A set of records appears below. Print them all, word for word.

####################

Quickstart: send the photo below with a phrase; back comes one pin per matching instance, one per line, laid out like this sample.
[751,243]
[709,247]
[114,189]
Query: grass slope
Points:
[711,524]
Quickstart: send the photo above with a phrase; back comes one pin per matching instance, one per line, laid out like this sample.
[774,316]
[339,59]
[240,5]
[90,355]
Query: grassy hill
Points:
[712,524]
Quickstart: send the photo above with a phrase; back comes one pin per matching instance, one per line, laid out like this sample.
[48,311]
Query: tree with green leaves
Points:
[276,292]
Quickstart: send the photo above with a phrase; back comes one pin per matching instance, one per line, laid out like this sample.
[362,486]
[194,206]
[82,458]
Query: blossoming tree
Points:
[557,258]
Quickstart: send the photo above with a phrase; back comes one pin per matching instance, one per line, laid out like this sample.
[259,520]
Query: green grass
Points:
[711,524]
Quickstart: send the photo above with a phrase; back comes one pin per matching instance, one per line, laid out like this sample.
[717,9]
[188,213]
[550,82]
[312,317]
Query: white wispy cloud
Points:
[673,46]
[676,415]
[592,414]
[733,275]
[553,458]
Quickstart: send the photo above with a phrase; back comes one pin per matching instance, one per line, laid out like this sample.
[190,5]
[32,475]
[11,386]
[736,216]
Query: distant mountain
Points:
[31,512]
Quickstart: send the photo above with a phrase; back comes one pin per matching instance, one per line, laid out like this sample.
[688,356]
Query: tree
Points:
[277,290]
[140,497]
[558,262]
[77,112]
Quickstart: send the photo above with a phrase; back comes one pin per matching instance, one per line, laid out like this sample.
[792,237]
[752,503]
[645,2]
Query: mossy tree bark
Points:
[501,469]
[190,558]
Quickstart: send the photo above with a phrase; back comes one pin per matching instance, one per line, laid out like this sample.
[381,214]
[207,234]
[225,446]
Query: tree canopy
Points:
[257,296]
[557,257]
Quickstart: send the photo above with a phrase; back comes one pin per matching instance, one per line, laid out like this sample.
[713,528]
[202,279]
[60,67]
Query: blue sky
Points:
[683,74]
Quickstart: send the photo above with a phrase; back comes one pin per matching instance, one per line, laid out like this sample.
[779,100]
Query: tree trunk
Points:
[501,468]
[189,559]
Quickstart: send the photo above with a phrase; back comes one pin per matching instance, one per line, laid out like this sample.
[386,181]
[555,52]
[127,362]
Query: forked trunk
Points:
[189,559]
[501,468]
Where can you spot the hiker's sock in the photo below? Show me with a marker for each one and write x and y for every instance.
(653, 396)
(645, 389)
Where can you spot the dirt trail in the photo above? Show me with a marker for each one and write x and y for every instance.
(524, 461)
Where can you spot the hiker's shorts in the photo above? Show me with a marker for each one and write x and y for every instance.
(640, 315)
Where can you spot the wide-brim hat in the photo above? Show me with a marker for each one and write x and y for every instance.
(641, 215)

####################

### Response below
Quickstart: send the photo below with a phrase; back comes one pin per matching instance, one per line, laid out like this sample.
[751,243]
[709,247]
[114,189]
Query: grass slope
Points:
[711,524]
Quickstart: send the photo above with a phrase; back comes one pin per matching instance, one per line, laid out like this sample.
[774,316]
[339,59]
[240,5]
[90,355]
Query: grassy hill
Points:
[712,524]
Quickstart: send the photo above with a phrase; back comes one pin per matching instance, one per line, laid out like this sample.
[48,311]
Query: tree with green leaves
Points:
[276,292]
Quickstart: send the photo above with a phrase; back comes one pin per matching instance, one per line, laid out like this sample.
[362,486]
[194,206]
[82,458]
Query: blossoming tree
Points:
[557,258]
Quickstart: send the photo above with a phrase; back comes one pin per matching instance, one per line, laid out like this sample.
[259,520]
Query: green grass
Points:
[711,524]
Quickstart: send the photo above with a phrase; back comes one pin per matching instance, one per line, laid out like this sample.
[717,9]
[188,213]
[550,82]
[312,317]
Query: white wispy cloud
Points:
[673,46]
[676,415]
[592,414]
[733,275]
[553,458]
Quickstart: send the photo above with a phrase; back comes one pin per matching instance, one per line, laid out like this sample.
[190,5]
[32,475]
[11,386]
[736,216]
Query: distant mountain
Points:
[31,512]
Quickstart: send the photo above with a phrase; back comes one pin per matching instance, one per line, laid out like this sample.
[688,356]
Query: tree
Points:
[277,290]
[140,497]
[558,262]
[77,112]
Quickstart: send the photo above with a phrase; back comes one pin per matching instance, one per line, laid out like this sample.
[792,237]
[752,503]
[645,2]
Query: mossy tree bark
Points:
[501,469]
[190,558]
Quickstart: send the photo above with a phrase; back comes one pin per matching instance, one per line, laid out like this sample.
[381,214]
[207,234]
[225,446]
Query: tree canopy
Points:
[257,296]
[557,257]
Quickstart: send the photo above with a phrase; back comes one pin per matching instance, one per line, laid out like this sample.
[713,528]
[202,279]
[60,67]
Query: blue sky
Points:
[683,74]
Quickstart: send the photo above with a phrase; back comes one pin per matching instance, one per line, laid out like this sample.
[779,100]
Query: tree trunk
Points:
[501,468]
[189,559]
Quickstart: send the photo above with a phrase; back comes one pin per matching instance, one per line, laid out like this sample.
[386,181]
[555,52]
[127,362]
Query: forked trunk
Points:
[189,559]
[501,468]
Where can you spot the hiker's sock in the photo below? Show me with a marker for each one and write x and y for every instance.
(653, 396)
(645, 389)
Where can you spot the dirt trail in the photo above? Show me with a marker for each one and write x and y for every instance.
(524, 461)
Where can you spot the hiker's shorts in the photo above? Show me with a marker for each one and write x and y for every instance.
(640, 315)
Where can you spot the wide-brim hat in the photo above? Show me with a marker for each one and write x and y for every instance.
(641, 215)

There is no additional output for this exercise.